[BEGIN PROVIDED MATERIAL]

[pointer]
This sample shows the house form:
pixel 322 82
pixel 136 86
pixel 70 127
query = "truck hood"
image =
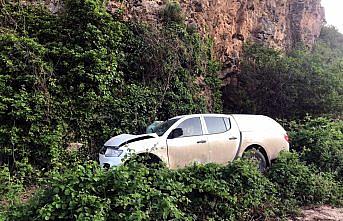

[END PROVIDED MATERIAL]

Rename "pixel" to "point" everywhere in the listing above and reproduce it with nothing else changed, leaving the pictures out of your answer.

[pointer]
This sample shows the house form:
point 322 82
point 136 86
point 70 127
query = "truck hood"
image =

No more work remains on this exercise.